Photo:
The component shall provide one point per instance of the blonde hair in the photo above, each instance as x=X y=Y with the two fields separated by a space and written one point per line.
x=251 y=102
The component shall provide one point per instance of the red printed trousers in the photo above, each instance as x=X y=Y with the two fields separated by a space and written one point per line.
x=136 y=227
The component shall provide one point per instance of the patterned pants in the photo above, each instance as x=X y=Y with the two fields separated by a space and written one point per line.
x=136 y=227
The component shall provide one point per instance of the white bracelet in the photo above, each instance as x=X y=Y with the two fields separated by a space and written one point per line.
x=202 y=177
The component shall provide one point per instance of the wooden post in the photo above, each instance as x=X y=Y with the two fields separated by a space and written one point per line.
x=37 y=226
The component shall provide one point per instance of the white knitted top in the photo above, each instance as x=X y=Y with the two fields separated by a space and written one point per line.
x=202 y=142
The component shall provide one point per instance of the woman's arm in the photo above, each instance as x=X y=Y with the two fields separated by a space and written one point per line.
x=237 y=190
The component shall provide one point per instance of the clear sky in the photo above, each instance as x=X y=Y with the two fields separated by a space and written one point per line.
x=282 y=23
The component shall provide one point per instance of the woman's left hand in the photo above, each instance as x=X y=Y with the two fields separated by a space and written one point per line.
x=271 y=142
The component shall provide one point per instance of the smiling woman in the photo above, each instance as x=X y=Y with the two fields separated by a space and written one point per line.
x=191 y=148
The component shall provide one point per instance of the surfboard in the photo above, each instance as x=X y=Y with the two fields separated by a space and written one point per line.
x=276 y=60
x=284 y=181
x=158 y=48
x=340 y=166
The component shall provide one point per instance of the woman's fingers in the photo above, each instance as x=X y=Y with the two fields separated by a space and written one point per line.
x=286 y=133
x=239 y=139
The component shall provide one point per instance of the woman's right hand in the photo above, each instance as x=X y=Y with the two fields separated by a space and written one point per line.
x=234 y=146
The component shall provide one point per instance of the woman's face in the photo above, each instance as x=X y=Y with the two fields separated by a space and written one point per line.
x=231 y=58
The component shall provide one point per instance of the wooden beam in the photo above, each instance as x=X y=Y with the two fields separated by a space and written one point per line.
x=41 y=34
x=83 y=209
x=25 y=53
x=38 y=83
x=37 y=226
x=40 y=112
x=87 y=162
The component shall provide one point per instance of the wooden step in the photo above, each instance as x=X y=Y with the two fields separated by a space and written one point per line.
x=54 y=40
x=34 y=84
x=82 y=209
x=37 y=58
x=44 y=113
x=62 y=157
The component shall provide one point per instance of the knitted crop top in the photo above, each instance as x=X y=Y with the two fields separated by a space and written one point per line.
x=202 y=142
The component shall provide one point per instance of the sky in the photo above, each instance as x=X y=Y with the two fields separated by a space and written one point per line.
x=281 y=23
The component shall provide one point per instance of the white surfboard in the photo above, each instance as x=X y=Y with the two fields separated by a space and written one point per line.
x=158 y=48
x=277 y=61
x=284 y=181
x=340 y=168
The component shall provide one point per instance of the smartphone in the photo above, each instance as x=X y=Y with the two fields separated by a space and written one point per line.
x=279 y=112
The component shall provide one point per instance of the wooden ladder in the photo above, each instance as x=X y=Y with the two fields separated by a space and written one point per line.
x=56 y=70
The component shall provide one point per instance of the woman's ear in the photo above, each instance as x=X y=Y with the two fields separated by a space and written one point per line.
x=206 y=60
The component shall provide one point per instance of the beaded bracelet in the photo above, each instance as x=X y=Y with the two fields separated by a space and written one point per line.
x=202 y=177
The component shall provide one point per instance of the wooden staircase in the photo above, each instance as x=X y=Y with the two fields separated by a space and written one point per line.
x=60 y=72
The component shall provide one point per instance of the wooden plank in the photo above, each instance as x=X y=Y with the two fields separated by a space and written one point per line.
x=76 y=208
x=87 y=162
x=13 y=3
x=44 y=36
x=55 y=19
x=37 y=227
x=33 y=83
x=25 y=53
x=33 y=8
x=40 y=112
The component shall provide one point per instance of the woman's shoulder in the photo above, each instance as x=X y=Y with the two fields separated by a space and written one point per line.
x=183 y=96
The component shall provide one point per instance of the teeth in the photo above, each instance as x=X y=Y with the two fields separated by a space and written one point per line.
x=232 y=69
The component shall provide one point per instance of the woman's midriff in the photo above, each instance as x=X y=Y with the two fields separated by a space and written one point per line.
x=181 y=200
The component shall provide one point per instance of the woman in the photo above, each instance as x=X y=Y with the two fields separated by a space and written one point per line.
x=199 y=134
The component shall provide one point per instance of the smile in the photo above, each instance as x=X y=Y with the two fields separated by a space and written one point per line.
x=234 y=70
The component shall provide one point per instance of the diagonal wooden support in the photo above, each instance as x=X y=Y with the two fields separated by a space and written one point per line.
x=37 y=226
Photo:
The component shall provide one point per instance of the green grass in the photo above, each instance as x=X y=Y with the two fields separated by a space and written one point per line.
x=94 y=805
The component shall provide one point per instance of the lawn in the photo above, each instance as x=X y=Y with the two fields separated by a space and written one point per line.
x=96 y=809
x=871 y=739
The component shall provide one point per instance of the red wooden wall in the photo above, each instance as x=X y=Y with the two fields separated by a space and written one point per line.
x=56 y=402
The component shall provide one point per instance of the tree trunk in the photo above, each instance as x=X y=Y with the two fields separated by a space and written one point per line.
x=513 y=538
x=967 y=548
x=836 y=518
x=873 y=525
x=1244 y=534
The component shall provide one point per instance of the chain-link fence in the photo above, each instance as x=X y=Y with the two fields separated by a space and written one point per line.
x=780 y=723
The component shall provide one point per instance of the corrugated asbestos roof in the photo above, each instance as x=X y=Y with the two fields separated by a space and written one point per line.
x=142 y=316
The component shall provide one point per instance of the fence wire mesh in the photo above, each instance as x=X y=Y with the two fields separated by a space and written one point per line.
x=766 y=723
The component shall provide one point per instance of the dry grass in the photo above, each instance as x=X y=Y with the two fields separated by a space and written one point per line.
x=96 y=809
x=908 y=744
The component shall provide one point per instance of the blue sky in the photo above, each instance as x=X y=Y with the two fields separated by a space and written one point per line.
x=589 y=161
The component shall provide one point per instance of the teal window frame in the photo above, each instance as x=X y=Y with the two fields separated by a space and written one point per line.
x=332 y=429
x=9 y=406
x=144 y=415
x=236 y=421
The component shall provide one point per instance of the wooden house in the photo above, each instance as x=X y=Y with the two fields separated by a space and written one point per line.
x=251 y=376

Task to complete.
Please quote the entries above word for word, starting with their first line and going on through the line with "x=340 y=166", including that line.

The completed task.
Photo:
The component shall provide one point per instance of the blonde hair in the photo above, each instance as x=X y=Y with the two fields separated by a space and written one point per line.
x=251 y=102
The component shall provide one point per instance of the red printed trousers in the photo above, each instance as x=X y=Y with the two fields separated by a space and written one point per line.
x=136 y=227
The component shall provide one point per instance of the patterned pants in the photo above, each instance as x=X y=Y with the two fields separated by a space and written one point per line.
x=136 y=227
The component shall provide one point per instance of the white bracelet in the photo above, each instance as x=X y=Y with the two fields separated by a space and written one point per line.
x=202 y=177
The component shall provide one point per instance of the wooden post in the photo above, each instance as x=X y=Y with the two fields separated by a space and written one point per line.
x=37 y=226
The component shall provide one point per instance of the white knitted top in the photo above, each instance as x=X y=Y with the two fields separated by a space and written one point per line.
x=202 y=142
The component shall provide one point per instance of the woman's arm in the photo above, each instance as x=X y=Y with the two fields separated by a space and written one point per line.
x=237 y=190
The component shall provide one point per instance of the clear sky in the photo above, each instance as x=X y=Y with the two fields separated by a space and written one point per line.
x=282 y=23
The component shall provide one point per instance of the woman's left hand in the photo above, each instance as x=X y=Y with the two fields separated by a space and written one point per line.
x=271 y=142
The component shall provide one point per instance of the smiling woman in the photo above, each instance as x=X y=Y with the two fields separated by a space and written one point per line.
x=191 y=148
The component shall provide one point per instance of the surfboard in the photo above, each instance as x=X y=Y with the two fields separated by a space and written one point per line.
x=276 y=60
x=284 y=181
x=158 y=48
x=340 y=166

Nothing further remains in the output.